Thursday, October 9, 2014

Cuba and the U.S. need to cooperate on fisheries

Cuba and the U.S. need to cooperate on fisheries
BY JOHN HEMINGWAY AND PATRICK HEMINGWAY
October 8, 2014

Recently, we traveled to Cuba to help celebrate two important
anniversaries honoring the legacy of our grandfather, Ernest Hemingway.

For five days, with a group of Americans that included marine scientists
under the auspices of the Latin America Working Group of Washington,
D.C., we experienced the hospitality and warmth of the Cuban people as
we celebrated our grandfather and had discussions on promoting U.S.-Cuba
cooperation to protect the marlin, tuna and other game fish of the
Florida Straits that are such an important part of the image that
Hemingway's generations of readers have had and continue to have of the
man and of his work.

Of the two anniversaries, the first was a celebration of Ernest's
arrival in Cuba 80 years ago aboard his beloved fishing boat, the Pilar,
after a trip across the Gulf Stream from Key West to Havana. The other
anniversary is of our grandfather's 1954 Nobel Prize in literature.

He later donated the gold medal to the people of Cuba, saying, "This
award belongs to Cuba, because my works were created and conceived in
Cuba, in my village of Cojimar, of which I am a citizen."

__Extracted entries__:
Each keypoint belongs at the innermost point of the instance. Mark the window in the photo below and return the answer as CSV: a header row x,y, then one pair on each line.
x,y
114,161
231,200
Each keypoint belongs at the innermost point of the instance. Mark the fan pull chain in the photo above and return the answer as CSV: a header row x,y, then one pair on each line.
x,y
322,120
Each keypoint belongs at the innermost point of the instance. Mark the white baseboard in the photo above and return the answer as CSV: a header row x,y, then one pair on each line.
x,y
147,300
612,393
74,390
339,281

__Problems and tasks__:
• A. From the op-ed on U.S.-Cuba fisheries cooperation, return the passage starting with "For five days, with" and going on through "of his work.".
• B. Name every city or town mentioned in the op-ed on U.S.-Cuba fisheries cooperation.
• C. Write the next part of the op-ed on U.S.-Cuba fisheries cooperation, following on from its last sentence.

__Responses by task__:
• A.
For five days, with a group of Americans that included marine scientists
under the auspices of the Latin America Working Group of Washington,
D.C., we experienced the hospitality and warmth of the Cuban people as
we celebrated our grandfather and had discussions on promoting U.S.-Cuba
cooperation to protect the marlin, tuna and other game fish of the
Florida Straits that are such an important part of the image that
Hemingway's generations of readers have had and continue to have of the
man and of his work.

• B. Washington, D.C.; Key West; Havana; Cojimar

• C.
On our first day, we traveled by boat to Cojimar harbor, cruising down
the coast in fishing boats similar to the Pilar from the Hemingway
Marina near Havana. More than 100 people greeted and embraced us that
morning in an outpouring of love and respect that made us realize just
how deeply Ernest felt about being a citizen of Cojimar. We talked with
fishermen in their 80s who had known Ernest when they were boys, and we
hugged and posed for photos with groups of school children.

We had lunch at his favorite restaurant, La Terraza, sitting at his
favorite table and looking at many photographs of him on the wall.

A few days later, we helped celebrate the 60th anniversary of our
grandfather's Nobel Prize in literature, given to him in large part for
his enduring tale of a Cuban fisherman's struggle to capture a giant
marlin with just bait and tackle and a tiny skiff, and of his eventual
defeat.

"The Old Man and the Sea" is a classic of American literature, and we
were afforded the rare honor and privilege of seeing and holding the
actual Nobel medal, which our Cuban hosts graciously brought to the
Finca Vigia from its usual repository at the sanctuary of La Virgen de
la Caridad del Cobre outside Santiago de Cuba. Touring our grandfather's
house and lingering over the photographs, books and other personal items
collected over a lifetime -- which included living in Cuba for more than
20 years -- we could easily see just how much he truly was a citizen of
this island.

In addition to being an avid sports fisherman, our grandfather was a
devoted naturalist who kept meticulous records of the marlin, tuna and
other varieties for which he fished in the Gulf. In the summer of 1934
he joined forces with the Academy of Natural Sciences of Philadelphia to
learn more about these highly migratory species, and the specimens and
records he collected and kept now exist as the Hemingway Archive at the
museum in Philadelphia.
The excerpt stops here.